* Textauszug:

⁂

Darüber berichteten u. a. Jekaterina Kosarevskaja und Jana Teplizkaja, Mitglieder der Öffentlichen Beobachtungskommissionen, die die Gefangenen in der Haft besucht hatten. Am 15. April wurde in dem berüchtigten Fernsehkanal NTV eine Propaganda-Sendung ausgestrahlt, in der diese beiden Kommissionsmitglieder sowie weitere Menschenrechtsaktivisten, darunter auch Mitglieder von Memorial, in der dort üblichen Manier verleumdet wurden.

Das Ermittlungskomitee hat sich geweigert, wegen der Foltervorwürfe eines der Häftlinge, Viktor Filinkov, ein Verfahren zu eröffnen.

Im Februar hatte der russische Menschenrechtsrat (nicht mit dem von Michail Fedotov geleiteten Menschenrechtsrat beim Präsidenten zu verwechseln) zu diesem Fall nachstehende Erklärung veröffentlicht.
 

Seit November 2017 wurden vom Russischen Inlandsgeheimdienst FSB acht Aktivisten der Antifaschistischen Bewegung verhaftet. In St. Petersburg drei Personen: Viktor Filinkov, Igor Schischkin und Arman Sagynbaev, in Pensa fünf Personen: Dmitrij Ptschelinzev, Ilja Schakupskij, Jegor Zorin, Vasilij Kuksov, Andrej Tschernov. Die meisten von ihnen haben ein Geständnis abgelegt und alle wurden wegen Beteiligung an einer terroristischen Vereinigung angeklagt (§ 205.4 (2) StGB RF).

In der Folge stellte sich heraus, dass die Aussagen unter Folter zustande gekommen waren. Gemäß den Erklärungen der Verhafteten wurden sie in einen Wald gebracht, geschlagen, mit dem Kopf nach unten aufgehängt und mit Elektroschocks gefoltert. Ilja Kapustin, Zeuge im Verfahren, erklärte ebenfalls, gefoltert worden zu sein. Diese Aussagen werden durch Zeugenaussagen, durch Gutachten der Mitglieder der Öffentlichen Beobachtungskommission St. Petersburg und durch veröffentlichte Fotografien bestätigt. Einige Zeit verweigerte man den Anwälten den Zugang zu ihren Mandanten. Faktisch wurden die Personen von der Straße weg entführt, danach „verschwanden“ sie für einen Zeitraum von bis zu 48 Stunden, und in dieser Zeit wurden sie gefoltert, um Geständnisse zu erpressen. De facto handelte es sich um Entführungen. In die Städte Russlands haben Methoden Einzug gehalten, die zuvor im Rahmen von Anti-Terror-Operationen im Nordkaukasus in breitem Maßstab praktiziert wurden und sich in den letzten Jahren auch auf der Krim ausgebreitet haben.

Wir bestreiten nicht die Notwendigkeit, eine tatsächlich existierende terroristische Bedrohung zu bekämpfen. Im vorliegenden Fall allerdings wird ein Strafverfahren auf Grund von fabrizierten Beweisen konstruiert, unter grober Verletzung der Rechte der Verhafteten sowie der russischen Gesetzgebung.

⁂

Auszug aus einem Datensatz
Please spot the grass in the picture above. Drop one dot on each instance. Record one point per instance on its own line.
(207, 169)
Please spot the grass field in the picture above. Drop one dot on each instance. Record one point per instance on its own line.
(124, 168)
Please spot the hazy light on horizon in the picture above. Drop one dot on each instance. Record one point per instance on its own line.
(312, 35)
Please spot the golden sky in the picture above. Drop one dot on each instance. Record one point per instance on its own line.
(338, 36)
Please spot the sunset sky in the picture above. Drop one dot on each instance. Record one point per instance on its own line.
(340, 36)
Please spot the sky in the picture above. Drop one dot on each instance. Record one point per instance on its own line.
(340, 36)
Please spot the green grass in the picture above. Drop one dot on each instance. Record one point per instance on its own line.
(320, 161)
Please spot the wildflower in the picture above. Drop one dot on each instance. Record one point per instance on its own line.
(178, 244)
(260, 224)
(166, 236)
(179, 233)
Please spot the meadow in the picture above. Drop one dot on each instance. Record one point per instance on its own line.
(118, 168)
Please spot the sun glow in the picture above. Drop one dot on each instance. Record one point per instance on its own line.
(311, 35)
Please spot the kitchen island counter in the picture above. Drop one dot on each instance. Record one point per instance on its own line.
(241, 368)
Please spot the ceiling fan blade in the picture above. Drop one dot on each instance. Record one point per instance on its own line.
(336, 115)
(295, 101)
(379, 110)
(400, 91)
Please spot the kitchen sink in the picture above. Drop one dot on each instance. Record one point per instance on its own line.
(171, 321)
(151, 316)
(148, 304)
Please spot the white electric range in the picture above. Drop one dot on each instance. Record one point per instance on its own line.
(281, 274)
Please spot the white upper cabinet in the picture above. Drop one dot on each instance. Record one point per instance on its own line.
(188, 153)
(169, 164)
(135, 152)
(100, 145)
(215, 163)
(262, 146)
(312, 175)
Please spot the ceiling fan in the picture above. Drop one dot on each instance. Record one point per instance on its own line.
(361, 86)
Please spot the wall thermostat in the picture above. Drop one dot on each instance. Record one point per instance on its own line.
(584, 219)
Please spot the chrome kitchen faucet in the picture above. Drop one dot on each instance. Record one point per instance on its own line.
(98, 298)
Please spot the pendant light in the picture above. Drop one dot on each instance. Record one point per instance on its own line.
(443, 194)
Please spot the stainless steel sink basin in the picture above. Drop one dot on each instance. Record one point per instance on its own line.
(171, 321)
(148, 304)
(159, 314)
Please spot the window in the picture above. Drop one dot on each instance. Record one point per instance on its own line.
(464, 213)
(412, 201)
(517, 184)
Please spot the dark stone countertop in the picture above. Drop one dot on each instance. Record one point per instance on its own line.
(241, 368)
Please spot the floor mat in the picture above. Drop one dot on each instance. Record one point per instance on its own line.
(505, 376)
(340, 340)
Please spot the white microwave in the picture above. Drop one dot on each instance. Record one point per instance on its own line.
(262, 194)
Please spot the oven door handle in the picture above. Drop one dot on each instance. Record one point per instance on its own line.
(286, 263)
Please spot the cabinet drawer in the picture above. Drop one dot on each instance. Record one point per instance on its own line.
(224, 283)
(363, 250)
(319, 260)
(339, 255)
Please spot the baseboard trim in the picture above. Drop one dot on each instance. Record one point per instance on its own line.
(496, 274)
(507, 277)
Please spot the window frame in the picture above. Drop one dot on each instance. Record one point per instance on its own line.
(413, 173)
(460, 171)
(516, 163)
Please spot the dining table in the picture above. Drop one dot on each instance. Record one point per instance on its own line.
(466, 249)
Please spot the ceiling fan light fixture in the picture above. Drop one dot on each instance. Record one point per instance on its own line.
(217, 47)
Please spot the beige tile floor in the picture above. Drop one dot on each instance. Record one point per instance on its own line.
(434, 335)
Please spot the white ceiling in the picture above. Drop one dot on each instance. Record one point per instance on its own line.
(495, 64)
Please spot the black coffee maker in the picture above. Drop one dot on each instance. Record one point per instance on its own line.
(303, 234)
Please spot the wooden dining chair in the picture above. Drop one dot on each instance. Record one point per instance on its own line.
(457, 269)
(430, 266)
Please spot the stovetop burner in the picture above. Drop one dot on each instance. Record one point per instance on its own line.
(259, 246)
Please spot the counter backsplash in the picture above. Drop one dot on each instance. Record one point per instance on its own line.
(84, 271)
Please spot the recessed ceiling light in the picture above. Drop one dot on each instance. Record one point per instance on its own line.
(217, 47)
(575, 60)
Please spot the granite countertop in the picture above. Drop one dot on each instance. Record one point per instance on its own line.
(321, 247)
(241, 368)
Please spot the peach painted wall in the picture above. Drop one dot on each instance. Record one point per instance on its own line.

⁂

* Aufgaben:
**a.** Beantworte anhand des Textes über die Verhaftungen der Antifaschisten in Russland:
(i) An welchem Tag strahlte NTV die Propaganda-Sendung aus?
(ii) Wie viele Aktivisten wurden in Pensa verhaftet?
(iii) Wie lange „verschwanden“ die Personen nach ihrer Entführung höchstens?
**b.** Fahre mit dem Text über die Verhaftungen der Antifaschisten in Russland fort und knüpfe an seinen letzten Satz an.

* Ergebnisse:
**a.**
(i) Am 15. April.
(ii) Fünf.
(iii) Bis zu 48 Stunden.

**b.**
Wir fordern die Einstellung des Strafverfahrens, das auf unzulässigen Beweisen aufgebaut ist. Wir fordern die Entfernung der Mitarbeiter, die ungesetzliche Methoden angewendet haben. Wir fordern eine effiziente Untersuchung der Folterungen. Zur öffentlichen Kontrolle der Untersuchung rufen wir die Menschenrechtsbeauftragte der RF sowie den Menschenrechtsrat beim Russischen Präsidenten dazu auf, alle ihre Möglichkeiten zu nutzen – insbesondere eine gemeinsame Kommission einzusetzen. Der Menschenrechtsrat Russlands wird eine sorgfältige öffentliche Kontrolle aller Umstände des Verfahrens durchführen.

 

Der Menschenrechtsrat Russlands

Ljudmila Alekseeva, Vorsitzende Moskauer Helsinki-Gruppe

Valerij Borschtschev, Vorstandsvorsitzender „Sozialnoe Partnerstvo“, Mitglied der Moskauer Helsinki-Gruppe

Svetlana Gannuschkina, Leiterin Flüchtlingshilfsorganisation Bürgerunterstützung „Grashdanskoe Sodejstvie“, Mitglied des Menschenrechtszentrums Memorial, Vorstandsmitglied Memorial International

Igor Kaljapin, Vorsitzender Komitee zur Verhütung von Folter („Komitet po predotvraschtscheniju pytok“)

Grigorij Melkonjanz, „Golos“ (Bewegung zum Schutz der Wählerrechte)

Oleg Orlov, Menschenrechtszentrum Memorial, Vorstandsmitglied Memorial International

Lev Ponomarev, Vorsitzender „Bewegung Für Menschenrechte“ („Sa prava tscheloveka“), Mitglied der Moskauer Helsinki-Gruppe

Natalja Taubina, Direktorin Public Verdict („Obschtschestvennij verdikt“)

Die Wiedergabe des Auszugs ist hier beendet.